Word for word, restate each of the entries below, and drop every picture.

◆ Raw data
---+---
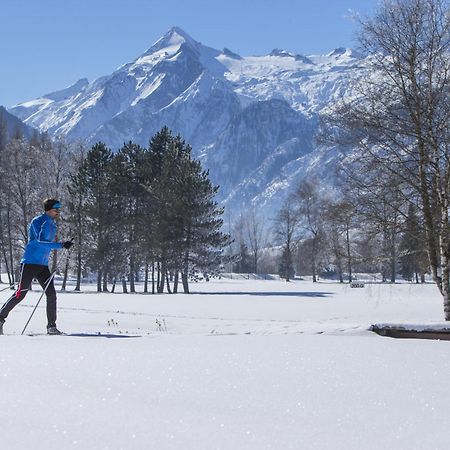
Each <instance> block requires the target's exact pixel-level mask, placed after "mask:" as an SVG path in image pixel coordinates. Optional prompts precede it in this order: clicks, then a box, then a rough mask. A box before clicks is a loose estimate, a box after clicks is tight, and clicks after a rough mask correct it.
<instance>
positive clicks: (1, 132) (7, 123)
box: [0, 106, 37, 139]
mask: <svg viewBox="0 0 450 450" xmlns="http://www.w3.org/2000/svg"><path fill="white" fill-rule="evenodd" d="M0 127H4V130H1V129H0V133H2V132H3V131H4V132H5V133H6V135H7V137H11V136H14V135H16V134H17V133H20V134H22V135H23V136H24V137H26V138H27V139H30V138H31V137H32V136H33V134H34V133H36V131H37V130H35V129H33V128H31V127H29V126H28V125H25V124H24V123H23V122H22V121H21V120H19V119H18V118H17V117H16V116H14V115H13V114H10V113H9V112H8V111H7V110H6V108H5V107H4V106H0ZM5 137H6V136H5ZM1 138H2V137H1V136H0V139H1Z"/></svg>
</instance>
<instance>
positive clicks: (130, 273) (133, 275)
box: [130, 257, 136, 292]
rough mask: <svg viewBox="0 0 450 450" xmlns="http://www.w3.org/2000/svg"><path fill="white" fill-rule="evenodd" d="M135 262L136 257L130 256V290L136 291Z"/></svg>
mask: <svg viewBox="0 0 450 450" xmlns="http://www.w3.org/2000/svg"><path fill="white" fill-rule="evenodd" d="M134 273H135V263H134V257H130V292H136V287H135V284H134Z"/></svg>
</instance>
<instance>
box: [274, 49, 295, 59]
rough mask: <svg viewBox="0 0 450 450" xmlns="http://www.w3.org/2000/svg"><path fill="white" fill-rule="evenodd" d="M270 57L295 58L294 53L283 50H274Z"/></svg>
mask: <svg viewBox="0 0 450 450" xmlns="http://www.w3.org/2000/svg"><path fill="white" fill-rule="evenodd" d="M269 56H281V57H282V58H286V57H289V58H293V57H294V55H293V54H292V53H289V52H288V51H287V50H283V49H281V48H274V49H273V50H272V51H271V52H270V54H269Z"/></svg>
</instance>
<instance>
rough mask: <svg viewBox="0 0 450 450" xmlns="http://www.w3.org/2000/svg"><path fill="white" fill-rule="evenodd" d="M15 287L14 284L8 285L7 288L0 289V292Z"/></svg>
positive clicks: (13, 287)
mask: <svg viewBox="0 0 450 450" xmlns="http://www.w3.org/2000/svg"><path fill="white" fill-rule="evenodd" d="M15 286H16V283H13V284H10V285H9V286H6V287H4V288H1V289H0V292H3V291H6V289H12V288H14V287H15Z"/></svg>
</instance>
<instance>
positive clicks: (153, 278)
mask: <svg viewBox="0 0 450 450" xmlns="http://www.w3.org/2000/svg"><path fill="white" fill-rule="evenodd" d="M154 293H155V261H152V294H154Z"/></svg>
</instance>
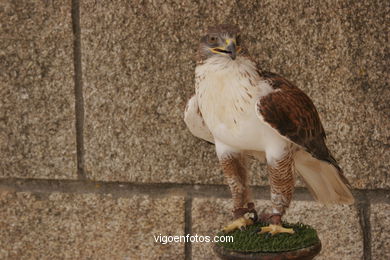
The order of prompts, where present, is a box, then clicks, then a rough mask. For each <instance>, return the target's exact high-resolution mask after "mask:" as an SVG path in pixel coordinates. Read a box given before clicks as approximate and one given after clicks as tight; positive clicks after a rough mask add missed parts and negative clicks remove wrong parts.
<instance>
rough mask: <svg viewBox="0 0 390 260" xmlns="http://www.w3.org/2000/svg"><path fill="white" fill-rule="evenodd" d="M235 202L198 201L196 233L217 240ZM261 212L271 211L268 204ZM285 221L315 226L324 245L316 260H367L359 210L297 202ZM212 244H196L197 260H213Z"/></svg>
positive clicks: (192, 208) (199, 199)
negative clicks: (302, 223)
mask: <svg viewBox="0 0 390 260" xmlns="http://www.w3.org/2000/svg"><path fill="white" fill-rule="evenodd" d="M231 205H232V204H231V201H230V200H227V199H194V201H193V204H192V209H193V212H192V225H193V226H192V233H193V234H198V235H209V236H213V235H215V234H216V233H217V231H218V230H220V229H221V228H222V227H223V226H224V225H225V224H227V223H228V222H229V221H231V213H230V212H231ZM256 205H257V208H265V207H269V206H270V203H269V202H268V201H264V200H258V201H256ZM285 220H287V221H289V222H292V223H294V222H302V223H305V224H309V225H311V226H313V227H314V228H315V229H316V230H317V232H318V236H319V237H320V239H321V242H322V250H321V253H320V254H319V255H318V256H317V257H316V259H318V260H319V259H324V260H325V259H326V260H339V259H343V260H348V259H351V260H356V259H363V237H362V231H361V229H360V225H359V219H358V214H357V210H356V209H355V208H354V207H348V206H331V207H328V208H327V207H325V206H321V205H319V204H317V203H315V202H306V201H294V202H293V203H292V205H291V207H290V209H289V210H288V212H287V214H286V216H285ZM210 255H213V251H212V244H211V243H194V244H192V256H193V259H210Z"/></svg>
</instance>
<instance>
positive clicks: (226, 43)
mask: <svg viewBox="0 0 390 260" xmlns="http://www.w3.org/2000/svg"><path fill="white" fill-rule="evenodd" d="M211 51H212V52H214V53H220V54H224V55H229V56H230V58H231V59H232V60H235V59H236V56H237V52H236V43H235V40H233V39H227V40H226V45H225V46H223V47H222V48H221V47H217V48H212V49H211Z"/></svg>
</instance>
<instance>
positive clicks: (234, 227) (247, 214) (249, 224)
mask: <svg viewBox="0 0 390 260" xmlns="http://www.w3.org/2000/svg"><path fill="white" fill-rule="evenodd" d="M248 214H251V213H245V215H244V216H242V217H239V218H238V219H236V220H234V221H232V222H231V223H229V224H228V225H227V226H225V227H223V229H222V231H223V232H225V233H229V232H231V231H234V230H236V229H240V230H241V229H243V228H245V227H246V226H250V225H252V224H253V223H254V221H253V220H252V219H251V218H250V216H248Z"/></svg>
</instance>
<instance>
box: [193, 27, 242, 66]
mask: <svg viewBox="0 0 390 260" xmlns="http://www.w3.org/2000/svg"><path fill="white" fill-rule="evenodd" d="M240 51H241V46H240V39H239V29H238V26H236V25H229V24H221V25H217V26H212V27H209V28H208V31H207V34H206V35H205V36H203V37H202V38H201V40H200V45H199V50H198V55H199V58H200V59H201V60H206V59H208V58H211V57H216V56H224V57H228V58H230V59H232V60H235V59H236V57H237V55H238V54H239V53H240Z"/></svg>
---+---
◆ Answer to the problem
Each <instance> block requires the target's exact pixel-level mask, placed after "mask:" as an SVG path in image pixel coordinates. Optional prompts precede it in this order: clicks, then a box, then a rough mask. A box before clicks is a loose estimate, a box after clicks is tight, and clicks after a rough mask correct it.
<instance>
positive clicks: (1, 132) (7, 123)
box: [0, 106, 37, 139]
mask: <svg viewBox="0 0 450 450" xmlns="http://www.w3.org/2000/svg"><path fill="white" fill-rule="evenodd" d="M0 127H4V130H1V129H0V133H2V132H3V131H4V132H5V133H6V135H7V137H11V136H14V135H16V134H17V133H20V134H22V135H23V136H24V137H26V138H27V139H30V138H31V137H32V136H33V134H34V133H36V131H37V130H35V129H33V128H31V127H29V126H28V125H25V124H24V123H23V122H22V121H21V120H19V119H18V118H17V117H16V116H14V115H13V114H10V113H9V112H8V111H7V110H6V108H5V107H4V106H0ZM5 137H6V136H5ZM1 138H2V137H1V136H0V139H1Z"/></svg>
</instance>
<instance>
positive clicks: (130, 273) (133, 275)
box: [130, 257, 136, 292]
rough mask: <svg viewBox="0 0 450 450" xmlns="http://www.w3.org/2000/svg"><path fill="white" fill-rule="evenodd" d="M135 262L136 257L130 256V290L136 291Z"/></svg>
mask: <svg viewBox="0 0 450 450" xmlns="http://www.w3.org/2000/svg"><path fill="white" fill-rule="evenodd" d="M134 273H135V263H134V257H130V292H136V287H135V284H134Z"/></svg>
</instance>
<instance>
box: [274, 49, 295, 59]
rough mask: <svg viewBox="0 0 450 450" xmlns="http://www.w3.org/2000/svg"><path fill="white" fill-rule="evenodd" d="M270 57L295 58L294 53L283 50H274Z"/></svg>
mask: <svg viewBox="0 0 450 450" xmlns="http://www.w3.org/2000/svg"><path fill="white" fill-rule="evenodd" d="M269 56H281V57H282V58H286V57H289V58H293V57H294V55H293V54H292V53H289V52H288V51H287V50H283V49H281V48H274V49H273V50H272V51H271V52H270V54H269Z"/></svg>
</instance>
<instance>
rough mask: <svg viewBox="0 0 450 450" xmlns="http://www.w3.org/2000/svg"><path fill="white" fill-rule="evenodd" d="M15 287L14 284L8 285L7 288L0 289V292Z"/></svg>
positive clicks: (13, 287)
mask: <svg viewBox="0 0 450 450" xmlns="http://www.w3.org/2000/svg"><path fill="white" fill-rule="evenodd" d="M15 286H16V283H13V284H10V285H9V286H6V287H4V288H1V289H0V292H3V291H6V289H12V288H14V287H15Z"/></svg>
</instance>
<instance>
positive clicks: (153, 278)
mask: <svg viewBox="0 0 450 450" xmlns="http://www.w3.org/2000/svg"><path fill="white" fill-rule="evenodd" d="M154 293H155V261H152V294H154Z"/></svg>
</instance>
The order of prompts, where present, is a box, then clicks, then a rough mask. For each <instance>, return the target's exact high-resolution mask after "mask:" as an SVG path in pixel coordinates. Read a box given before clicks as approximate and one given after clicks as tight; positive clicks after a rough mask add missed parts and negative clicks remove wrong parts.
<instance>
rough mask: <svg viewBox="0 0 390 260" xmlns="http://www.w3.org/2000/svg"><path fill="white" fill-rule="evenodd" d="M235 202L198 201L196 233L217 240ZM261 212L271 211L268 204ZM285 221L315 226L324 245L316 260H367L359 210L297 202ZM212 244H196L197 260H213Z"/></svg>
positive clicks: (192, 208) (199, 199)
negative clicks: (302, 223)
mask: <svg viewBox="0 0 390 260" xmlns="http://www.w3.org/2000/svg"><path fill="white" fill-rule="evenodd" d="M231 205H232V204H231V201H230V200H227V199H194V201H193V204H192V209H193V212H192V225H193V226H192V233H193V234H198V235H209V236H213V235H215V234H216V233H217V231H218V230H220V229H221V228H222V227H223V226H224V225H225V224H227V223H228V222H229V221H231V213H230V212H231ZM256 205H257V208H265V207H269V206H270V203H269V202H268V201H264V200H258V201H256ZM285 220H287V221H289V222H292V223H294V222H302V223H305V224H309V225H311V226H313V227H314V228H315V229H316V230H317V232H318V236H319V237H320V239H321V242H322V250H321V253H320V254H319V255H318V256H317V257H316V259H318V260H319V259H324V260H325V259H326V260H339V259H343V260H348V259H351V260H356V259H363V237H362V231H361V229H360V225H359V219H358V214H357V210H356V209H355V208H354V207H348V206H331V207H328V208H327V207H325V206H321V205H319V204H317V203H315V202H306V201H294V202H293V203H292V205H291V207H290V209H289V210H288V212H287V214H286V216H285ZM210 255H213V251H212V244H211V243H194V244H192V256H193V259H210Z"/></svg>
</instance>
<instance>
positive clicks: (226, 43)
mask: <svg viewBox="0 0 390 260" xmlns="http://www.w3.org/2000/svg"><path fill="white" fill-rule="evenodd" d="M211 51H212V52H214V53H220V54H224V55H229V56H230V58H231V59H232V60H235V59H236V56H237V52H236V43H235V40H233V39H227V40H226V45H225V46H223V47H222V48H221V47H217V48H212V49H211Z"/></svg>
</instance>
<instance>
positive clicks: (234, 227) (247, 214) (249, 224)
mask: <svg viewBox="0 0 390 260" xmlns="http://www.w3.org/2000/svg"><path fill="white" fill-rule="evenodd" d="M248 214H251V213H245V215H244V216H242V217H239V218H238V219H236V220H234V221H232V222H231V223H229V224H228V225H227V226H225V227H223V229H222V231H223V232H225V233H229V232H231V231H234V230H236V229H240V230H241V229H243V228H245V227H246V226H250V225H252V224H253V223H254V221H253V220H252V219H251V218H250V216H248Z"/></svg>
</instance>
<instance>
box: [193, 27, 242, 66]
mask: <svg viewBox="0 0 390 260" xmlns="http://www.w3.org/2000/svg"><path fill="white" fill-rule="evenodd" d="M240 51H241V46H240V39H239V29H238V26H236V25H229V24H221V25H217V26H212V27H209V28H208V31H207V34H206V35H205V36H203V37H202V38H201V40H200V45H199V50H198V55H199V58H200V59H201V60H206V59H208V58H211V57H216V56H224V57H228V58H230V59H232V60H235V59H236V57H237V55H238V54H239V53H240Z"/></svg>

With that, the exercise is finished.